-------- DATA EXCERPTS --------

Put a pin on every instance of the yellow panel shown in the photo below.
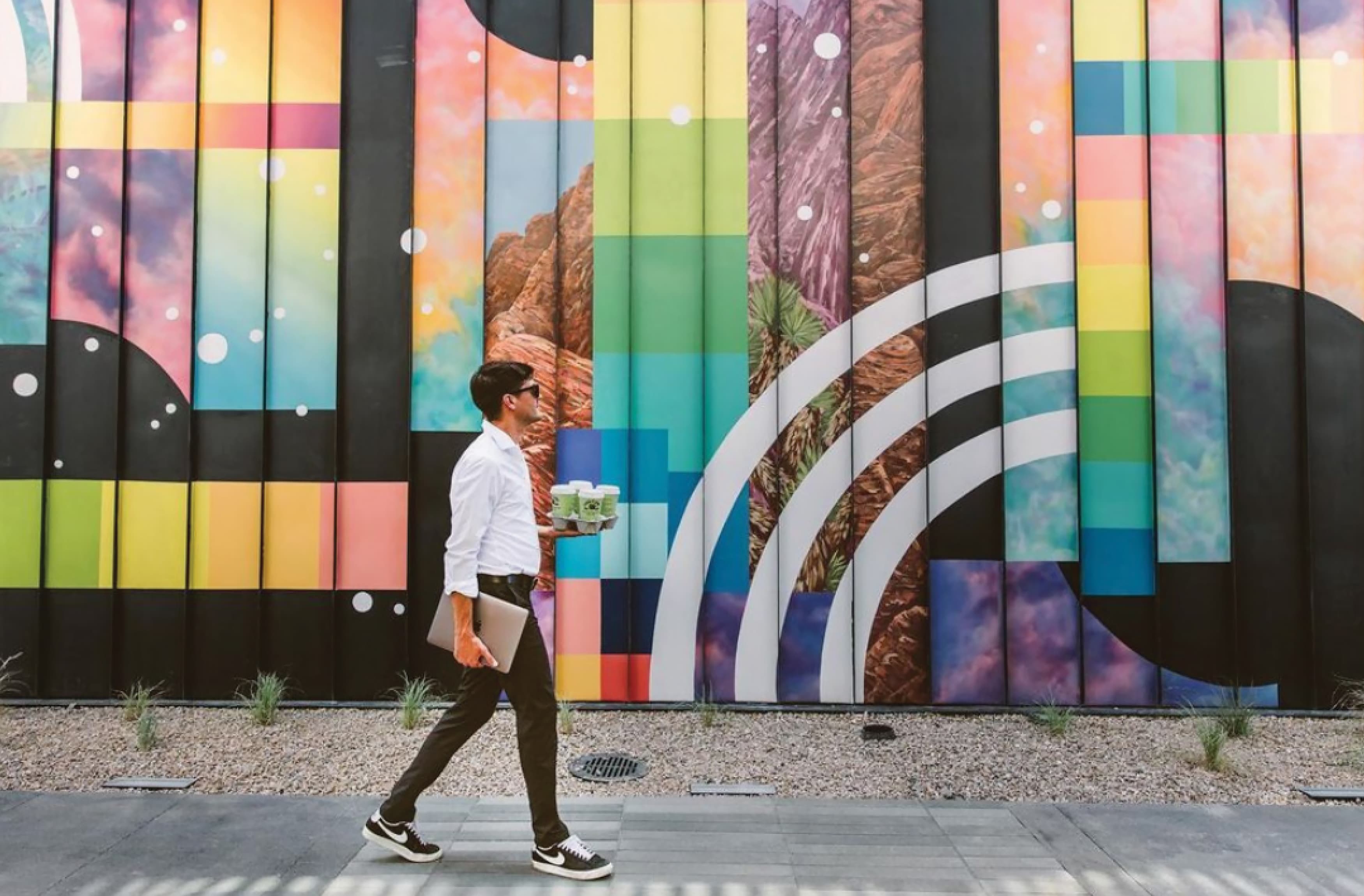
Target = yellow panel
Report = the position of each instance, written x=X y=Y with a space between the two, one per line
x=161 y=126
x=226 y=536
x=1110 y=30
x=726 y=60
x=579 y=677
x=1111 y=232
x=668 y=60
x=90 y=126
x=292 y=520
x=1115 y=298
x=152 y=535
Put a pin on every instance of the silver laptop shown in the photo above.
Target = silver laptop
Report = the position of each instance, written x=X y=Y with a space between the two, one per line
x=497 y=623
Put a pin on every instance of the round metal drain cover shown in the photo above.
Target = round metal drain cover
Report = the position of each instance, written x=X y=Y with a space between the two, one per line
x=608 y=767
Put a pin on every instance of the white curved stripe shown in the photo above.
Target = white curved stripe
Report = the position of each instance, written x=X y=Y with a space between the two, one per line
x=14 y=70
x=673 y=663
x=905 y=519
x=871 y=437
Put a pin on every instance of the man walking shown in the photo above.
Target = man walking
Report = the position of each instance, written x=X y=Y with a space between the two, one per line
x=494 y=550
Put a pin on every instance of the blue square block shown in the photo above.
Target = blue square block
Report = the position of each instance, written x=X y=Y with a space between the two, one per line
x=644 y=610
x=616 y=616
x=579 y=456
x=1118 y=563
x=1100 y=90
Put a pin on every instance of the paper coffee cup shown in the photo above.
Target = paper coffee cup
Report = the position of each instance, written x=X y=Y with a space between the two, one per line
x=590 y=505
x=564 y=503
x=610 y=500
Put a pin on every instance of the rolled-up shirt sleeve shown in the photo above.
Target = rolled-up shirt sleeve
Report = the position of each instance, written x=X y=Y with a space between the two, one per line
x=472 y=498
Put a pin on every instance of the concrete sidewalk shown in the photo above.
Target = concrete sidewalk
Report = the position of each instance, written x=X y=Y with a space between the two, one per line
x=114 y=845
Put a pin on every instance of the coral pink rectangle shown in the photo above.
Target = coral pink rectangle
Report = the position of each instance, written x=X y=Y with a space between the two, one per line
x=373 y=536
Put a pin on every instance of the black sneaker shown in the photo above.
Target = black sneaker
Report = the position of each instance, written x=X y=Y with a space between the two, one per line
x=572 y=860
x=401 y=838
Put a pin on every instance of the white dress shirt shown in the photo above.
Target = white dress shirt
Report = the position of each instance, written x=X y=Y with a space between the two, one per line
x=491 y=517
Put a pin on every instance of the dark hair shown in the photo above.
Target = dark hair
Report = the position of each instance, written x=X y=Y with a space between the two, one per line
x=496 y=379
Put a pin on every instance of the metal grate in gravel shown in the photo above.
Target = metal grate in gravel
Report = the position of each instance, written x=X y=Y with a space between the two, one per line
x=608 y=767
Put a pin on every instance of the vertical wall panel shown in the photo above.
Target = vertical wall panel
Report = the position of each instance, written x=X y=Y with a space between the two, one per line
x=965 y=483
x=1332 y=99
x=1039 y=352
x=1265 y=354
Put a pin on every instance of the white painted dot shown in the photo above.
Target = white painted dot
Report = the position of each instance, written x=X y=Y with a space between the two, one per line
x=412 y=240
x=829 y=46
x=25 y=385
x=213 y=348
x=272 y=169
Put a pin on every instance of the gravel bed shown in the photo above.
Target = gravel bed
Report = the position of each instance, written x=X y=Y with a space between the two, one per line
x=804 y=755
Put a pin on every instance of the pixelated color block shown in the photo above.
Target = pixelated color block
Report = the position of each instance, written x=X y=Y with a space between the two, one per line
x=153 y=539
x=578 y=677
x=1333 y=96
x=1111 y=168
x=1115 y=363
x=1115 y=296
x=1116 y=429
x=373 y=536
x=226 y=536
x=578 y=605
x=1116 y=496
x=80 y=534
x=1110 y=29
x=1119 y=563
x=21 y=533
x=1111 y=232
x=299 y=531
x=1186 y=97
x=1261 y=96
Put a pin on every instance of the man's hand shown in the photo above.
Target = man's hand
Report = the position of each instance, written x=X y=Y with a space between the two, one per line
x=470 y=651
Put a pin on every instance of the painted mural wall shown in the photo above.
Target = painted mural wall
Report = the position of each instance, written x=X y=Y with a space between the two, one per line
x=944 y=351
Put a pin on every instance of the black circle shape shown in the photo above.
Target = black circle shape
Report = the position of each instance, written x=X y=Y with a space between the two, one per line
x=550 y=29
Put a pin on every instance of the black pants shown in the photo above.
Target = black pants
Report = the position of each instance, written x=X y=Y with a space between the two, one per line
x=531 y=691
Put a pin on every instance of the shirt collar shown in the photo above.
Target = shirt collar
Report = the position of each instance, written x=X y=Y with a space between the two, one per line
x=500 y=438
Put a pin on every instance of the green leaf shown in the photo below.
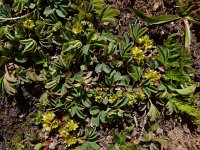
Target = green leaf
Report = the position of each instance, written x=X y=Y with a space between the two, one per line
x=93 y=146
x=163 y=55
x=106 y=68
x=38 y=146
x=48 y=10
x=94 y=110
x=187 y=35
x=85 y=49
x=153 y=112
x=111 y=147
x=60 y=13
x=95 y=120
x=156 y=19
x=119 y=138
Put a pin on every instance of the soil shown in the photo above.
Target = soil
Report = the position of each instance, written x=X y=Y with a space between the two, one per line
x=15 y=109
x=14 y=118
x=182 y=137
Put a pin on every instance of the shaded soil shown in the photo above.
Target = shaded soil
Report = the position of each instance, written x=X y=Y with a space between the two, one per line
x=15 y=109
x=14 y=122
x=182 y=137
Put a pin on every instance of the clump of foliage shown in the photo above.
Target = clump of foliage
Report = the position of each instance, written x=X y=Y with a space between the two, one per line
x=88 y=76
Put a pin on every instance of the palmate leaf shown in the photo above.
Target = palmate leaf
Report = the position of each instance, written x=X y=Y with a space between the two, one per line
x=153 y=112
x=163 y=55
x=156 y=19
x=30 y=45
x=9 y=83
x=136 y=73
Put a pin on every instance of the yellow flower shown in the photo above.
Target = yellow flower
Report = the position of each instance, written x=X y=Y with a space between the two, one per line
x=48 y=116
x=113 y=98
x=152 y=75
x=71 y=140
x=55 y=124
x=146 y=41
x=138 y=53
x=29 y=24
x=46 y=127
x=131 y=98
x=94 y=37
x=72 y=125
x=140 y=94
x=64 y=131
x=77 y=29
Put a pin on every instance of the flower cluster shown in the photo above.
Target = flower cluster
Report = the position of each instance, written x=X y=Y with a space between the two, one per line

--------

Extract every line of the records above verbatim, leaving out the pictures.

Put a pin on every instance of the yellow panel shown in the photo below.
Target = yellow panel
Report = the position of each instance, written x=X y=Y with a space between the two, one per line
x=161 y=126
x=226 y=536
x=1110 y=30
x=726 y=60
x=579 y=677
x=1111 y=232
x=668 y=60
x=90 y=126
x=292 y=520
x=1115 y=298
x=152 y=535
Put a pin on every instance of the silver laptop shown in the photo above.
Target = silver laptop
Report = the position of each instance, written x=X y=Y with a space between the two, one per line
x=497 y=623
Put a pin on every instance of the round metal drain cover shown in the photo above.
Target = round metal drain cover
Report = the position of each instance, written x=X y=Y with a space between the two, one per line
x=608 y=767
Put a pin on every instance of the white curved stripe shown in the photo above.
Target = white curved stripe
Report = the position of each instance, written x=X y=Y with a space between the two, one per line
x=14 y=70
x=673 y=663
x=905 y=519
x=871 y=437
Put a pin on every instance of the man walking shown in the photo above.
Target = man walking
Report = the position of each instance, written x=X y=Y with a space between the two, one per line
x=494 y=550
Put a pin on every instance of the blue square block shown in the photo above.
Target = blue square block
Report = the position of each instance, written x=X y=Y with a space between the two, one per line
x=644 y=610
x=616 y=616
x=579 y=456
x=1118 y=563
x=1100 y=90
Put a pin on every instance of the paper coffee cup shown in the photo above.
Target = paper coffee cup
Report = the position of each instance, written x=X y=Y with a space between the two, one per line
x=590 y=505
x=564 y=503
x=610 y=500
Put a pin on every instance of the rolled-up shirt sleeve shown in the photo above.
Target = rolled-up shirt sleeve
Report = the position of each instance, written x=X y=Y with a space between the two, one per line
x=472 y=498
Put a pin on every instance of the concrete sidewalk shown in the photo above.
Target = concrete sidewalk
Report = the position of each instance, written x=X y=Y with a space between the two, one per line
x=114 y=845
Put a pin on every instance of the coral pink rectangle shown in the photo above.
Target = coral pink rectangle
Report = the position of each instance, written x=X y=Y with a space between the two, one per line
x=373 y=536
Put a pin on every instance of the black sneaker shown in the photo above.
Target = black sneaker
Report = the position of each instance, written x=X y=Y with a space between the two, one per line
x=572 y=860
x=401 y=838
Put a pin on every instance of the white dress shirt shown in the photo above.
Target = white dress shirt
Report = the position of each instance, written x=X y=Y with a space between the two, one per line
x=491 y=517
Put a pin on every instance of the dark hair shown in the photo above.
Target = dark hair
Report = the position of each instance, written x=X y=Y with a space between the two, one per line
x=496 y=379
Put a pin on every instance of the metal grate in gravel shown in the photo above.
Target = metal grate in gravel
Report = the position of each instance, written x=X y=Y with a space between the two, one per line
x=608 y=767
Put a pin on every instance of the vertical wall panel shown in the photo above.
Target = vertical wall panel
Report = the position of each instance, written x=X y=Y with a space between the two, one per line
x=965 y=483
x=1332 y=99
x=1039 y=352
x=1265 y=354
Put a pin on every instance of the white painted dot shown in the photo above.
Target = white painted dot
Report = the position of each instance, written x=X y=Y with a space between the two, one per line
x=412 y=240
x=829 y=46
x=25 y=385
x=213 y=348
x=272 y=169
Put a pin on every instance of the gravel bed shown in the photo above.
Target = gravel bed
Report = the position of each instance, written x=X y=Y with a space between the two, one per line
x=804 y=755
Put a pin on every instance of the pixelated color block shown in the photo above.
Target = pixelated color block
Report = the position of each instance, written x=X y=Y with a space between the two, one per line
x=153 y=539
x=578 y=677
x=1333 y=96
x=1111 y=168
x=1115 y=363
x=1115 y=296
x=1116 y=429
x=373 y=536
x=226 y=536
x=578 y=605
x=1116 y=496
x=80 y=534
x=1110 y=29
x=1119 y=563
x=21 y=533
x=1111 y=232
x=299 y=531
x=1186 y=97
x=1261 y=96
Put a pin on every instance of the man's hand shown in the photo above.
Target = man's hand
Report = the position of each instance, written x=X y=Y with a space between the two, one per line
x=470 y=651
Put a pin on every instance of the painted mural wall shown in the photo above.
Target = painted mural wall
Report = the position of each instance, written x=X y=Y with a space between the two, one per line
x=944 y=351
Put a pin on every instance of the black circle shape shown in the photo above.
Target = black circle shape
Report = the position of each instance, written x=X y=Y with a space between the two, one per line
x=550 y=29
Put a pin on every instance of the black pants shown in the photo above.
Target = black pants
Report = the position of each instance, written x=X y=Y with a space between the two, one per line
x=531 y=691
Put a pin on every instance of the shirt collar shown in the photo above.
Target = shirt collar
Report = the position of each instance, written x=X y=Y with a space between the two, one per line
x=500 y=438
Put a pin on every instance of the green leaf shown in the photo below.
Target = green leaf
Report = the position of each instance, written x=X y=Y with a space between the two, one per line
x=93 y=146
x=163 y=55
x=106 y=68
x=38 y=146
x=48 y=10
x=94 y=110
x=187 y=35
x=85 y=49
x=153 y=112
x=111 y=147
x=60 y=13
x=95 y=120
x=156 y=19
x=119 y=138
Put a pin on every instance of the soil shown in the photo above.
Target = soil
Report = the position of each instance, written x=X y=Y with a space between the two, one per line
x=15 y=109
x=14 y=118
x=182 y=137
Put a pin on every instance of the shaded soil shown in the photo above.
Target = shaded soil
Report = the position of each instance, written x=X y=Y with a space between the two, one per line
x=15 y=109
x=14 y=122
x=182 y=137
Put a pin on every instance of the clump of foliage shown in the photo above.
Target = clump of foliage
Report = the position of each instance, written x=X y=Y with a space between the two, one per line
x=88 y=76
Put a pin on every instance of the palmate leaf shown in the photo above.
Target = palmate leaf
Report = the position of each instance, written x=X y=Y with a space between the two, one per line
x=153 y=112
x=163 y=55
x=156 y=19
x=30 y=45
x=9 y=83
x=136 y=73
Put a pin on every instance of the yellow flower shown in the photo above.
Target = yellow flower
Report = the position of each instance, written x=X y=Y with a space between the two, one per line
x=48 y=116
x=113 y=98
x=152 y=75
x=71 y=140
x=55 y=124
x=146 y=41
x=138 y=53
x=29 y=24
x=46 y=127
x=131 y=98
x=94 y=37
x=72 y=125
x=140 y=94
x=64 y=131
x=77 y=29
Put a pin on every instance of the flower cluster shown in the photo above.
Target = flower cluster
Report = the position of each instance, written x=X y=Y with a space between the two, one per line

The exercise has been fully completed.